__Exercise passage__.

◆ ◆ ◆ ◆

ChatGPT outperforms trainee doctors in assessing respiratory illness in children

Research suggests that LLMs could be used to support trainee doctors, nurses and GPs

The chatbot ChatGPT performed better than trainee doctors in assessing complex cases of respiratory disease in areas such as cystic fibrosis, asthma, and chest infections, according to a study presented at the European Respiratory Society (ERS) Congress in Vienna, Austria.

The study also showed that Google’s chatbot Bard performed better than trainees in some aspects, and Microsoft’s Bing chatbot performed as well as trainees. The research suggests that these large language models (LLMs) could be used to support trainee doctors, nurses and general practitioners to triage patients more quickly and ease pressure on health services.

The study was presented by Dr Manjith Narayanan, a consultant in paediatric pulmonology at the Royal Hospital for Children and Young People, Edinburgh, and honorary senior clinical lecturer at the University of Edinburgh, UK.

He said: “Large language models, like ChatGPT, have come into prominence in the last year and a half with their ability to seemingly understand natural language and provide responses that can adequately simulate a human-like conversation. These tools have several potential applications in medicine. My motivation to carry out this research was to assess how well LLMs are able to assist clinicians in real life.”

◆ ◆ ◆ ◆

__Your assignment__.
Carry on the report about ChatGPT and trainee doctors assessing children's respiratory illness, picking up after its final quoted sentence.

__Given information__.

◆ ◆ ◆ ◆

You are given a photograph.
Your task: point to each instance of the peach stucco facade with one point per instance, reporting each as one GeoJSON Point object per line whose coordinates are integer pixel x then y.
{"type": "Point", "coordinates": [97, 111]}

◆ ◆ ◆ ◆

__Reply__.
To investigate this, Dr Narayanan used clinical scenarios that occur frequently in paediatric respiratory medicine. Ten trainee doctors with less than four months of clinical experience in paediatrics were given an hour to solve each scenario using the internet, but not chatbots. Each scenario was also presented to the three chatbots.

Solutions provided by ChatGPT version 3.5 scored an average of seven out of nine overall and were believed to be more human-like than responses from the other chatbots. Bard scored an average of six out of nine, while Bing scored an average of four out of nine – the same as trainee doctors overall.

Dr Narayanan concluded: “Our study is the first, to our knowledge, to test LLMs against trainee doctors in situations that reflect real-life clinical practice. This study shows us another way we could be using LLMs and how close we are to regular day-to-day clinical application.”